# Exercise
Please sift the items below and copy out every line that contains the word "chair", keeping each line unchanged.

# Given records
___
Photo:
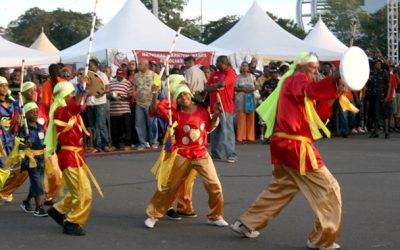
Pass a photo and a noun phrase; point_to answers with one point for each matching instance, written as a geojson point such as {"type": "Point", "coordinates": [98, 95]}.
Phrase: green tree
{"type": "Point", "coordinates": [339, 16]}
{"type": "Point", "coordinates": [215, 29]}
{"type": "Point", "coordinates": [373, 31]}
{"type": "Point", "coordinates": [289, 25]}
{"type": "Point", "coordinates": [169, 12]}
{"type": "Point", "coordinates": [63, 28]}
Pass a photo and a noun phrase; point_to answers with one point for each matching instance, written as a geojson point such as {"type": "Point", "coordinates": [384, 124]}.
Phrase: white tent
{"type": "Point", "coordinates": [11, 55]}
{"type": "Point", "coordinates": [134, 27]}
{"type": "Point", "coordinates": [322, 37]}
{"type": "Point", "coordinates": [43, 43]}
{"type": "Point", "coordinates": [257, 34]}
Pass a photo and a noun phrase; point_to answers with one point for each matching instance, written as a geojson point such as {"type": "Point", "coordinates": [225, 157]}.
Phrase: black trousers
{"type": "Point", "coordinates": [121, 130]}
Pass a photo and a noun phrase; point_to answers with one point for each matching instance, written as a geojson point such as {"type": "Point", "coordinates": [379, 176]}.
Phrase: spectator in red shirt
{"type": "Point", "coordinates": [222, 83]}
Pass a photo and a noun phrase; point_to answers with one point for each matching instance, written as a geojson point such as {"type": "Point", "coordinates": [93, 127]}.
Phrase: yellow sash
{"type": "Point", "coordinates": [30, 153]}
{"type": "Point", "coordinates": [78, 158]}
{"type": "Point", "coordinates": [68, 125]}
{"type": "Point", "coordinates": [305, 148]}
{"type": "Point", "coordinates": [314, 121]}
{"type": "Point", "coordinates": [347, 105]}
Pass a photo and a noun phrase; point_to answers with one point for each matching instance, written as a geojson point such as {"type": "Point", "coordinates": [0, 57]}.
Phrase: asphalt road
{"type": "Point", "coordinates": [368, 171]}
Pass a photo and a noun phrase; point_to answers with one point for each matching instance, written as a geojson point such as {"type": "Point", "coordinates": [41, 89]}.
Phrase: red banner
{"type": "Point", "coordinates": [176, 59]}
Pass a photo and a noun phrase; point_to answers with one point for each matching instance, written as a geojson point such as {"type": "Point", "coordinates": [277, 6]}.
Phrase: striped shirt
{"type": "Point", "coordinates": [121, 89]}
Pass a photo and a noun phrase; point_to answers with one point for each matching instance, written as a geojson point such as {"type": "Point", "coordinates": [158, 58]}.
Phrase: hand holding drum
{"type": "Point", "coordinates": [354, 68]}
{"type": "Point", "coordinates": [95, 86]}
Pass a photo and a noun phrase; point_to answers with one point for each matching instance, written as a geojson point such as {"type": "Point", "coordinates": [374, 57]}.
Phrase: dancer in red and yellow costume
{"type": "Point", "coordinates": [297, 166]}
{"type": "Point", "coordinates": [66, 130]}
{"type": "Point", "coordinates": [189, 152]}
{"type": "Point", "coordinates": [52, 181]}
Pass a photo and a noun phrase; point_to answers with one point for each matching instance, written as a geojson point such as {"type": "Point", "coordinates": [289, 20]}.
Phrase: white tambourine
{"type": "Point", "coordinates": [354, 68]}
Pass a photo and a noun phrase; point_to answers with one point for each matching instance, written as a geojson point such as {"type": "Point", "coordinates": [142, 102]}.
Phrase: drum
{"type": "Point", "coordinates": [354, 68]}
{"type": "Point", "coordinates": [95, 86]}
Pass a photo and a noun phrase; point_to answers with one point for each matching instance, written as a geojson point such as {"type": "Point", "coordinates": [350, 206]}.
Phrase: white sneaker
{"type": "Point", "coordinates": [239, 228]}
{"type": "Point", "coordinates": [219, 223]}
{"type": "Point", "coordinates": [150, 223]}
{"type": "Point", "coordinates": [311, 245]}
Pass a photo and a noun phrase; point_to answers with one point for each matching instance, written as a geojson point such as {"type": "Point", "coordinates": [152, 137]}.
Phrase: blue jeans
{"type": "Point", "coordinates": [97, 123]}
{"type": "Point", "coordinates": [143, 126]}
{"type": "Point", "coordinates": [223, 137]}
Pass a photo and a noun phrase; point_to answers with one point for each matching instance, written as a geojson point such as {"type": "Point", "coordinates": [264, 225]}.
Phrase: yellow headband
{"type": "Point", "coordinates": [27, 85]}
{"type": "Point", "coordinates": [181, 89]}
{"type": "Point", "coordinates": [29, 106]}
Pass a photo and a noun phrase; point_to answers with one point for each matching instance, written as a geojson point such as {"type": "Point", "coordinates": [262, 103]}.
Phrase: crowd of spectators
{"type": "Point", "coordinates": [119, 118]}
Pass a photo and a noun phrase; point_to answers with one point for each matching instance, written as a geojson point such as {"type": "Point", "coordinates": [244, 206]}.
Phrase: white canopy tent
{"type": "Point", "coordinates": [134, 27]}
{"type": "Point", "coordinates": [11, 55]}
{"type": "Point", "coordinates": [322, 37]}
{"type": "Point", "coordinates": [43, 43]}
{"type": "Point", "coordinates": [257, 34]}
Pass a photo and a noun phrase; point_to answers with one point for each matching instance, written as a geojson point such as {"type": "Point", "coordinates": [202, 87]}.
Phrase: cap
{"type": "Point", "coordinates": [3, 80]}
{"type": "Point", "coordinates": [121, 72]}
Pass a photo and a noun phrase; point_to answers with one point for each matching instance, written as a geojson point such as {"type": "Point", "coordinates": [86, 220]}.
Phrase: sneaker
{"type": "Point", "coordinates": [109, 149]}
{"type": "Point", "coordinates": [91, 150]}
{"type": "Point", "coordinates": [73, 229]}
{"type": "Point", "coordinates": [49, 202]}
{"type": "Point", "coordinates": [140, 147]}
{"type": "Point", "coordinates": [173, 215]}
{"type": "Point", "coordinates": [56, 216]}
{"type": "Point", "coordinates": [240, 228]}
{"type": "Point", "coordinates": [360, 130]}
{"type": "Point", "coordinates": [311, 245]}
{"type": "Point", "coordinates": [218, 223]}
{"type": "Point", "coordinates": [231, 161]}
{"type": "Point", "coordinates": [26, 206]}
{"type": "Point", "coordinates": [189, 215]}
{"type": "Point", "coordinates": [40, 212]}
{"type": "Point", "coordinates": [149, 223]}
{"type": "Point", "coordinates": [7, 198]}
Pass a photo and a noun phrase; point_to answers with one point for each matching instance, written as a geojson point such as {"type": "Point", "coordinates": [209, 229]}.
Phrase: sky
{"type": "Point", "coordinates": [212, 9]}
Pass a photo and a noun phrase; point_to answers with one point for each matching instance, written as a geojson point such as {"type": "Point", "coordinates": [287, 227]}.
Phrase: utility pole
{"type": "Point", "coordinates": [393, 31]}
{"type": "Point", "coordinates": [201, 17]}
{"type": "Point", "coordinates": [155, 8]}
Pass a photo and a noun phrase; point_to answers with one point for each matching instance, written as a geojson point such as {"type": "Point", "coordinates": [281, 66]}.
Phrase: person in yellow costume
{"type": "Point", "coordinates": [66, 131]}
{"type": "Point", "coordinates": [159, 110]}
{"type": "Point", "coordinates": [293, 124]}
{"type": "Point", "coordinates": [188, 151]}
{"type": "Point", "coordinates": [17, 178]}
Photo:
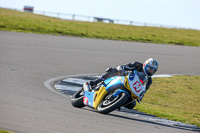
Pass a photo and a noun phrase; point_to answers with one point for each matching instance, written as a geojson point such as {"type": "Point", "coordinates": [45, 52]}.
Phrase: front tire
{"type": "Point", "coordinates": [107, 106]}
{"type": "Point", "coordinates": [77, 99]}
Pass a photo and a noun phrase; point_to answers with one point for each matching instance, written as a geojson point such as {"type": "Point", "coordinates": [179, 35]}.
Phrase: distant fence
{"type": "Point", "coordinates": [76, 17]}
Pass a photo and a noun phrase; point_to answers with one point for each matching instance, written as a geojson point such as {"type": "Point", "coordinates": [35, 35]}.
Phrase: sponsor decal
{"type": "Point", "coordinates": [137, 86]}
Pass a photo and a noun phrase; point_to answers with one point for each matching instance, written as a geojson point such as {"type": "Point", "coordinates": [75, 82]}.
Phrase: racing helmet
{"type": "Point", "coordinates": [150, 67]}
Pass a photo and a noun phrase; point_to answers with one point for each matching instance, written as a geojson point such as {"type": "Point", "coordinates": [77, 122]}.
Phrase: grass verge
{"type": "Point", "coordinates": [28, 22]}
{"type": "Point", "coordinates": [174, 98]}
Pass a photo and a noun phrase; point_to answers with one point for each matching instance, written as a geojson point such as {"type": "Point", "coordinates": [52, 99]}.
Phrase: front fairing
{"type": "Point", "coordinates": [94, 98]}
{"type": "Point", "coordinates": [136, 84]}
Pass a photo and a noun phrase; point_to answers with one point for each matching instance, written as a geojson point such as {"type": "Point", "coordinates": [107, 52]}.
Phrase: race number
{"type": "Point", "coordinates": [137, 86]}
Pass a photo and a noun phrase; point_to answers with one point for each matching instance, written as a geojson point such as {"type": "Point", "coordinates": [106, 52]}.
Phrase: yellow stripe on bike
{"type": "Point", "coordinates": [99, 95]}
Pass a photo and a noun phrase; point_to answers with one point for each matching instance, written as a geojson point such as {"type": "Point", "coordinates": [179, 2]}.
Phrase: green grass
{"type": "Point", "coordinates": [28, 22]}
{"type": "Point", "coordinates": [175, 98]}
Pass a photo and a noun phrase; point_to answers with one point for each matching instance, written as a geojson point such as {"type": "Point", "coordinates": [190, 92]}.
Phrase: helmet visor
{"type": "Point", "coordinates": [150, 70]}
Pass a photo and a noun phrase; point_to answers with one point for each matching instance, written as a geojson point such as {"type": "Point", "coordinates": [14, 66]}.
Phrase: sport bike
{"type": "Point", "coordinates": [112, 93]}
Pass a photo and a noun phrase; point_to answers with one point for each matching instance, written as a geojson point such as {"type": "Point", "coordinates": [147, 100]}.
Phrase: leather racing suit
{"type": "Point", "coordinates": [122, 70]}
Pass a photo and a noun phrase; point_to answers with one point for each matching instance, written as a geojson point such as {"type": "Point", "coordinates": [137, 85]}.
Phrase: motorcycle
{"type": "Point", "coordinates": [112, 93]}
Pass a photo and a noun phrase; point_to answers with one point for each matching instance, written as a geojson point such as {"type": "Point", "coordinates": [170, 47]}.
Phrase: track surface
{"type": "Point", "coordinates": [28, 60]}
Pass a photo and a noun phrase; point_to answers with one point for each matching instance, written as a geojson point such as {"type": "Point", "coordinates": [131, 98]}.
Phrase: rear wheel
{"type": "Point", "coordinates": [77, 99]}
{"type": "Point", "coordinates": [109, 103]}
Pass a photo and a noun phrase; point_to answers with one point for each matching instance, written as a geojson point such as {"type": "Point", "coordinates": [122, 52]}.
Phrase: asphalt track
{"type": "Point", "coordinates": [28, 60]}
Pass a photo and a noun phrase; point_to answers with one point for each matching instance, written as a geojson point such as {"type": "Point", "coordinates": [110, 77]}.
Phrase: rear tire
{"type": "Point", "coordinates": [77, 99]}
{"type": "Point", "coordinates": [120, 101]}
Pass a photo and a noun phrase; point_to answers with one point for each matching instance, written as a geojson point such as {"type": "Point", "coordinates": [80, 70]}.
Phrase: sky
{"type": "Point", "coordinates": [177, 13]}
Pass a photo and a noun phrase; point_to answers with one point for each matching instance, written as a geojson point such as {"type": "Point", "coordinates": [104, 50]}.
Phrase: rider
{"type": "Point", "coordinates": [148, 68]}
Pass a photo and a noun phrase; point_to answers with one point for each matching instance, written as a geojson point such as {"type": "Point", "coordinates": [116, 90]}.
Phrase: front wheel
{"type": "Point", "coordinates": [77, 99]}
{"type": "Point", "coordinates": [109, 104]}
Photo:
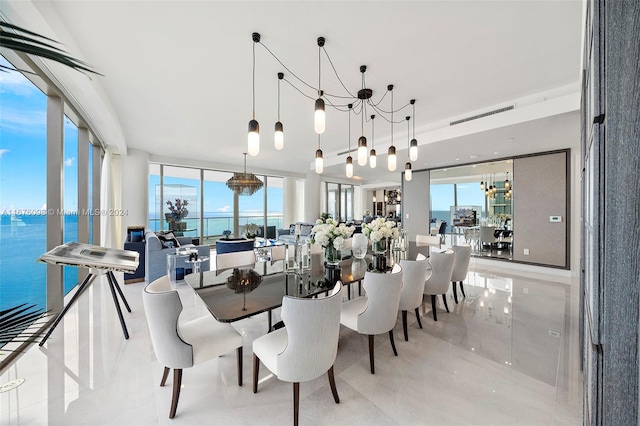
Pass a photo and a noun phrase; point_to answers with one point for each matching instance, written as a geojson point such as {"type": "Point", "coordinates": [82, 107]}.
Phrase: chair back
{"type": "Point", "coordinates": [162, 307]}
{"type": "Point", "coordinates": [428, 240]}
{"type": "Point", "coordinates": [414, 274]}
{"type": "Point", "coordinates": [313, 328]}
{"type": "Point", "coordinates": [383, 299]}
{"type": "Point", "coordinates": [487, 234]}
{"type": "Point", "coordinates": [279, 252]}
{"type": "Point", "coordinates": [441, 269]}
{"type": "Point", "coordinates": [235, 259]}
{"type": "Point", "coordinates": [461, 262]}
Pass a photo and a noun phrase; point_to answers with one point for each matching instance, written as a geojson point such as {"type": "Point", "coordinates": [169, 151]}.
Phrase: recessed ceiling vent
{"type": "Point", "coordinates": [484, 114]}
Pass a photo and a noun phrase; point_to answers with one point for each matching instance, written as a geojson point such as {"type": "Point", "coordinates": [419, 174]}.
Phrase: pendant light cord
{"type": "Point", "coordinates": [253, 81]}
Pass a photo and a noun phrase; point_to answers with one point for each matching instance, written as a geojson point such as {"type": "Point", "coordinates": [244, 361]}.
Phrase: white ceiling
{"type": "Point", "coordinates": [178, 74]}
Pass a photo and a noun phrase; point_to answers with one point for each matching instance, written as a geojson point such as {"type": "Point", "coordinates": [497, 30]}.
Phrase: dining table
{"type": "Point", "coordinates": [244, 291]}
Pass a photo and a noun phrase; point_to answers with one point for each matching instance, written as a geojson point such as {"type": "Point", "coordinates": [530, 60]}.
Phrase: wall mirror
{"type": "Point", "coordinates": [474, 204]}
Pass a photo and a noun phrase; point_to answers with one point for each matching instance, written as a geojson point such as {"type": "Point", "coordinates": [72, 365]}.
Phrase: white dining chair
{"type": "Point", "coordinates": [375, 313]}
{"type": "Point", "coordinates": [414, 275]}
{"type": "Point", "coordinates": [438, 283]}
{"type": "Point", "coordinates": [178, 346]}
{"type": "Point", "coordinates": [306, 347]}
{"type": "Point", "coordinates": [460, 268]}
{"type": "Point", "coordinates": [235, 259]}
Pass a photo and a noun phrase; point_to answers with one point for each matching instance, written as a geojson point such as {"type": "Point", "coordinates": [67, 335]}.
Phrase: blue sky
{"type": "Point", "coordinates": [23, 111]}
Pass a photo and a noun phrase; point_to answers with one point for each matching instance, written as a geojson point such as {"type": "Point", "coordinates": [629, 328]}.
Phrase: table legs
{"type": "Point", "coordinates": [113, 286]}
___
# Answer
Phrase: chair back
Phrase: white dining chair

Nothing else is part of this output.